#### Travail à faire:
a) Relevez tous les montants exprimés en milliards d’euros dans l’extrait sur les recettes fiscales de l’État.
b) Reproduisez tel quel le passage de l’extrait sur les recettes fiscales de l’État qui s’ouvre sur les mots contenant « L’État a raté » et se referme sur « sur le revenu. ».

#### Extrait du document:

----

L’État a raté sa cible. En 2023, les recettes fiscales nettes se sont élevées à 322,9 milliards d’euros, soit 7,7 milliards de moins que prévu. En 2024, la facture est encore plus salée : 22,8 milliards d’euros de recettes manquantes par rapport aux estimations initiales. Et pour 2025, Charles de Courson, député Liot et rapporteur général du budget, redoute de nouveaux dérapages si aucune réforme des outils de prévision n’est engagée.
Le rapport pointe un défaut structurel : les modèles macroéconomiques utilisés par Bercy ne tiennent pas compte de l’évolution durable du comportement des ménages. Alors que le gouvernement anticipait un rebond de la consommation, le taux d’épargne a grimpé à 18,2 %, réduisant mécaniquement les rentrées de TVA et d’impôt sur le revenu.

----

#### Données fournies:
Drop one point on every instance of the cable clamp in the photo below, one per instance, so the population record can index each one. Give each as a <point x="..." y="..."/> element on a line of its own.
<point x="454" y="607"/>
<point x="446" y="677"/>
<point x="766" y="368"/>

----

#### Solutions des exercices:
a)
322,9 milliards d’euros
7,7 milliards
22,8 milliards d’euros

b)
L’État a raté sa cible. En 2023, les recettes fiscales nettes se sont élevées à 322,9 milliards d’euros, soit 7,7 milliards de moins que prévu. En 2024, la facture est encore plus salée : 22,8 milliards d’euros de recettes manquantes par rapport aux estimations initiales. Et pour 2025, Charles de Courson, député Liot et rapporteur général du budget, redoute de nouveaux dérapages si aucune réforme des outils de prévision n’est engagée.
Le rapport pointe un défaut structurel : les modèles macroéconomiques utilisés par Bercy ne tiennent pas compte de l’évolution durable du comportement des ménages. Alors que le gouvernement anticipait un rebond de la consommation, le taux d’épargne a grimpé à 18,2 %, réduisant mécaniquement les rentrées de TVA et d’impôt sur le revenu.